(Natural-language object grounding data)
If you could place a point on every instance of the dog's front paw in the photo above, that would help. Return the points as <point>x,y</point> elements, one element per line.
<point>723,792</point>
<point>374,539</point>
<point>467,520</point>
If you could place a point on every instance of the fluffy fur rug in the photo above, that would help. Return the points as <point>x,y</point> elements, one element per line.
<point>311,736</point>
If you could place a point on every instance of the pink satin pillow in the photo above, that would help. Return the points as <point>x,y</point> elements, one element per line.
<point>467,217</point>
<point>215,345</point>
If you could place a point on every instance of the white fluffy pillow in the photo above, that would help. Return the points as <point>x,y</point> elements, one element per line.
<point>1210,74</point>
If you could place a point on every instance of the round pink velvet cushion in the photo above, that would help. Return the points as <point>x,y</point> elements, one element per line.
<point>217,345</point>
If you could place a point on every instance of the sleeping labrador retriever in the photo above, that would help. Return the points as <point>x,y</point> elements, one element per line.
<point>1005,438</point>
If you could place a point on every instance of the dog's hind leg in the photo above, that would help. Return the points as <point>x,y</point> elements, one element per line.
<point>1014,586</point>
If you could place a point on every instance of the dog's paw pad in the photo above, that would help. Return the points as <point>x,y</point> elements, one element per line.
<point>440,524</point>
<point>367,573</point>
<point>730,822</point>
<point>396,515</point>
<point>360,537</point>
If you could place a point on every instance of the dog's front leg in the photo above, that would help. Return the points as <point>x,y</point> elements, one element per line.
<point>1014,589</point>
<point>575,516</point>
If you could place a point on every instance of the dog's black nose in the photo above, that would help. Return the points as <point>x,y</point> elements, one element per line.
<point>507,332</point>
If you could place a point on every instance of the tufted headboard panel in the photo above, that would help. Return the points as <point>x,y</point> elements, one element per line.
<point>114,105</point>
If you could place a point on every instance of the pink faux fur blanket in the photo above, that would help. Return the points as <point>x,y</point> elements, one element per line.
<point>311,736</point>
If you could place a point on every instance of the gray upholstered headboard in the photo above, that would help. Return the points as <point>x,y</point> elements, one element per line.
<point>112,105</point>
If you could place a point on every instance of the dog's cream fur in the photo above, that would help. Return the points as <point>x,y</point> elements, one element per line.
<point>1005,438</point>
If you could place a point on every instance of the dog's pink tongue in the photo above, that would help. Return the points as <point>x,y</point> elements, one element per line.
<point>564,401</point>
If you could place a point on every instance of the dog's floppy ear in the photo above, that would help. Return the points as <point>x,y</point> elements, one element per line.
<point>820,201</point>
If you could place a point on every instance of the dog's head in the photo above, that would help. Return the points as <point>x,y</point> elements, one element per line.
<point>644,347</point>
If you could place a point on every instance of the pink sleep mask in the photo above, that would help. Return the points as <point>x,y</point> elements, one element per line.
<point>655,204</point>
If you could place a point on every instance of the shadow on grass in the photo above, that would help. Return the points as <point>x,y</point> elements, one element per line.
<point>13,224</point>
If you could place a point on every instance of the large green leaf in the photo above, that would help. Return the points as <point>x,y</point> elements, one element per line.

▶ EXERCISE DETAILS
In this exercise, repeat the entries above verbatim.

▶ SOLUTION TO THE PROBLEM
If you could place a point on every instance of the dog's front paw in the photo above, that would help. Return the points as <point>x,y</point> elements, one element per line.
<point>723,792</point>
<point>374,539</point>
<point>467,520</point>
If you could place a point on every instance of the fluffy fur rug in the photo above, that would help. Return the points as <point>x,y</point> elements, one element per line.
<point>311,736</point>
If you could place a point on every instance of the pink satin pillow in the photo above, that would help. Return the points as <point>x,y</point> elements, one element per line.
<point>467,217</point>
<point>215,345</point>
If you could place a point on every instance of the white fluffy pillow in the photo above, that would help. Return the points as <point>x,y</point> elements, one element per line.
<point>1210,74</point>
If you could place a point on every instance of the round pink velvet cushion in the photo above, that would help. Return the points as <point>x,y</point> elements, one element per line.
<point>217,345</point>
If you could place a point on every instance of the sleeping labrador retriever in the photo above, that would help. Return the points as <point>x,y</point> elements, one element per line.
<point>1005,438</point>
If you could place a point on every instance of the dog's hind leg in the photo above, that would help. Return the points as <point>x,y</point> elements, one element per line.
<point>1014,586</point>
If you could place a point on every instance of the dog's paw pad in the photo above, that would help. Return the points as <point>x,y</point> elements, one element per line.
<point>440,524</point>
<point>367,573</point>
<point>730,822</point>
<point>396,515</point>
<point>360,537</point>
If you could place a point on every instance of the dog's front leg in the photo above, that would help. Return the points as <point>x,y</point> elements, one element per line.
<point>1014,589</point>
<point>575,516</point>
If you could place a point on every instance of the dog's black nose in the photo above, that would help. Return the points as <point>x,y</point> elements, one element per line.
<point>507,332</point>
If you could place a point on every instance of the tufted headboard panel in the photo above, that would help. Return the points as <point>x,y</point> elements, one element per line.
<point>114,105</point>
If you could place a point on every instance of the pink faux fur blanket in the photo above, that would help. Return the points as <point>x,y</point> elements, one element per line.
<point>311,736</point>
If you could place a point on every instance of the gray upholstered headboard in the photo above, that would help. Return the points as <point>x,y</point> elements, one element per line.
<point>112,105</point>
If you could place a point on every instance of the dog's cream fur in the photo above, that would help. Return the points as <point>x,y</point> elements, one element per line.
<point>1005,438</point>
If you could place a point on every instance of the dog's pink tongue in the photo above, that would help. Return the points as <point>x,y</point> elements, one element per line.
<point>564,401</point>
If you could place a point on every instance of the dog's floppy ear in the photo above, that would help. Return the points as <point>x,y</point> elements, one element per line.
<point>820,201</point>
If you could place a point on every instance of the dog's head in the photo above, that would help. Return the points as <point>x,y</point> elements, one element per line.
<point>644,347</point>
If you could place a point on every instance of the pink sleep mask in the photo above, that would help. Return the points as <point>x,y</point> elements, one element per line.
<point>655,204</point>
If you could place a point on every instance of the shadow on grass in the photo above, that would help. Return the points as <point>x,y</point> elements, one element per line.
<point>13,224</point>
If you could place a point on every instance of the large green leaf in the photo above, that would help. Return the points as <point>x,y</point> elements, one element per line.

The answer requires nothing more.